● Exercise objective
Keep to one stretch of the data below, the lines from the one with "Query: woman's gray sweater" up to and including the one with "x=315, y=40", and return that stretch exactly.

● Records shown
------------------------------------------------
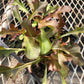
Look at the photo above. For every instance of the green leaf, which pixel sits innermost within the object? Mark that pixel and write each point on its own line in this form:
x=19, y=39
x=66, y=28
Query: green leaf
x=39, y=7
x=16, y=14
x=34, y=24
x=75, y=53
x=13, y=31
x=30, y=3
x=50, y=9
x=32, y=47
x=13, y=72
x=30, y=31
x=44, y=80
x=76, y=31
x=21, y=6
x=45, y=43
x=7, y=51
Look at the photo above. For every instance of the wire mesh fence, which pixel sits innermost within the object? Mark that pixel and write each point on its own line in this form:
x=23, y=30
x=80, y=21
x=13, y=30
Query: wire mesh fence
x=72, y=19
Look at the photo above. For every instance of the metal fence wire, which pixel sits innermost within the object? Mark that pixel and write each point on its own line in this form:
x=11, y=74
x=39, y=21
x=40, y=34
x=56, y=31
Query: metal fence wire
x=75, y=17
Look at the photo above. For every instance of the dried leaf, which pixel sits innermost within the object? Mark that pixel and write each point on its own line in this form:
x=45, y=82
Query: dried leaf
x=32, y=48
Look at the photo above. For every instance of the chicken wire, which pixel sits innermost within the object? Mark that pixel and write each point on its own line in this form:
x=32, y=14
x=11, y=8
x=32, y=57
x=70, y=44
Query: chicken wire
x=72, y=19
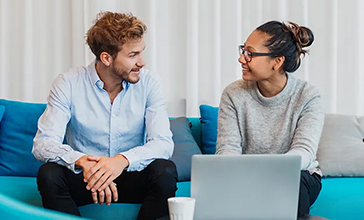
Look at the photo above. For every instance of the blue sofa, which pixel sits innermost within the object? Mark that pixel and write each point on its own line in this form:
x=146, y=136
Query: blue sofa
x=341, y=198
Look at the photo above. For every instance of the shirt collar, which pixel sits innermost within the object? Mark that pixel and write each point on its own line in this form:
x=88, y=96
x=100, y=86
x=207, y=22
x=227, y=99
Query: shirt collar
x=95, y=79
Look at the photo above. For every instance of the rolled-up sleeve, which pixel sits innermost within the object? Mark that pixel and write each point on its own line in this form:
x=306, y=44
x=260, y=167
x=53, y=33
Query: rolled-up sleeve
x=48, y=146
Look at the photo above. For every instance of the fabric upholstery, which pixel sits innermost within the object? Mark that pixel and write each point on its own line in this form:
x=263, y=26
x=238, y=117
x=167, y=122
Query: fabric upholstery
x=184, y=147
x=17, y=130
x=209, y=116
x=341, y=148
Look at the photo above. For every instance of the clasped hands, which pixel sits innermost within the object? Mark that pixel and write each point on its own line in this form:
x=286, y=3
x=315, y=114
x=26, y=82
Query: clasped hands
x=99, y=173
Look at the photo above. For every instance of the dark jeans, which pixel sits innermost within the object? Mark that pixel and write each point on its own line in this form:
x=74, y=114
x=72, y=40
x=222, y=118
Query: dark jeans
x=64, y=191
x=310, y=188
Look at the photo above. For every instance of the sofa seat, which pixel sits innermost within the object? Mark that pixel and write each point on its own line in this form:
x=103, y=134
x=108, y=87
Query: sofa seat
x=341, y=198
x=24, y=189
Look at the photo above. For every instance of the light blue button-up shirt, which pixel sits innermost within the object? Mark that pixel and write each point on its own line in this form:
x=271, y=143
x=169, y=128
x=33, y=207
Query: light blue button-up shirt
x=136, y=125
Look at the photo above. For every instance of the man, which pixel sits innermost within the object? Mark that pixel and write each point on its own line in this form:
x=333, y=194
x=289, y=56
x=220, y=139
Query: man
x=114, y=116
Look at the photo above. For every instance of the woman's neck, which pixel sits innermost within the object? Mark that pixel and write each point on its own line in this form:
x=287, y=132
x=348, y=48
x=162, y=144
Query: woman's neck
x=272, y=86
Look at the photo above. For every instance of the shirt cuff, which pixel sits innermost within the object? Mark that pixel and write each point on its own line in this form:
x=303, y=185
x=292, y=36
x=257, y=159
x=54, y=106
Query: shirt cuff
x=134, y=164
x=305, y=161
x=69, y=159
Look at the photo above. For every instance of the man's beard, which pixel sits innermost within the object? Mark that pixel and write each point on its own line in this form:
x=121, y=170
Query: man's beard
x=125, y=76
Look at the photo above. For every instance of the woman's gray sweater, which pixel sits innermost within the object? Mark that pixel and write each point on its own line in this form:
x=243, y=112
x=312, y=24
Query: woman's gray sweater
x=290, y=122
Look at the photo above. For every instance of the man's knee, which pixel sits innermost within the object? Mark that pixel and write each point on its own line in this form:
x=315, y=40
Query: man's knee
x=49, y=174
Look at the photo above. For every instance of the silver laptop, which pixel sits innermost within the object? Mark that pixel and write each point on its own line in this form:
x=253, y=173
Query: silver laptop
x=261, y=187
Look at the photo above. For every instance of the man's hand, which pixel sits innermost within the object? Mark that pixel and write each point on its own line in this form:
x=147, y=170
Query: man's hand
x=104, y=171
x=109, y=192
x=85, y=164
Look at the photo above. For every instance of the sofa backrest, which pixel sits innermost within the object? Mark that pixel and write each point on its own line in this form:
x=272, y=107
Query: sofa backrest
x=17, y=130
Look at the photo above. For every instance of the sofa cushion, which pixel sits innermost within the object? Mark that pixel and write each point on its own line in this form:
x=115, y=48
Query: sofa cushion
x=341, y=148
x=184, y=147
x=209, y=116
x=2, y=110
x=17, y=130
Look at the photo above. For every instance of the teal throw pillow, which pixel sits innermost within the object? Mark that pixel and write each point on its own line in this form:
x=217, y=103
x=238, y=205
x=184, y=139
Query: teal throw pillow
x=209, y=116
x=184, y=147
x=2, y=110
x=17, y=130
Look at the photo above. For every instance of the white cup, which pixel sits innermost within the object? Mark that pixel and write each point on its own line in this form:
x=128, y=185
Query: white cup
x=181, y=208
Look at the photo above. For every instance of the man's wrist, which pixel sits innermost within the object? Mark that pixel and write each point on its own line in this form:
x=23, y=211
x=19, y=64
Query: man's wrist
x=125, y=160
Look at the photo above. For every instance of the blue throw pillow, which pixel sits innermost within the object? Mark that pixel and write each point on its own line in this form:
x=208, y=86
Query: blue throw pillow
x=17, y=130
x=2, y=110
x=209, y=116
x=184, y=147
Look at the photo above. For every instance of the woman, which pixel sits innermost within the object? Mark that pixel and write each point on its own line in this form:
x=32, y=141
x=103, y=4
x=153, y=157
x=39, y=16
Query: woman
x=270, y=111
------------------------------------------------
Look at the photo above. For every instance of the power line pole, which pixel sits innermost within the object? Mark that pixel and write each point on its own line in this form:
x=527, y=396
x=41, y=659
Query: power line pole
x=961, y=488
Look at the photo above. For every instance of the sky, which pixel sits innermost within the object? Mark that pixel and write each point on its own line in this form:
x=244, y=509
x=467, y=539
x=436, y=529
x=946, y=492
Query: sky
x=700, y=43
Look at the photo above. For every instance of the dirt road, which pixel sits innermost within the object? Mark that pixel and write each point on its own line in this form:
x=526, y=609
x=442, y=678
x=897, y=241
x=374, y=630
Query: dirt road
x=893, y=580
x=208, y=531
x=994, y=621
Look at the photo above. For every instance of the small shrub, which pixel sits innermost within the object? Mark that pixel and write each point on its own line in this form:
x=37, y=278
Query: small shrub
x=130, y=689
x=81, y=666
------------------------------------------------
● Written response
Query: woman's gray sweater
x=290, y=122
Look at the photo above. For every instance of the man's knee, which pixel sits innermost within the object? Mark that pixel and write each point on its own line in this form:
x=315, y=40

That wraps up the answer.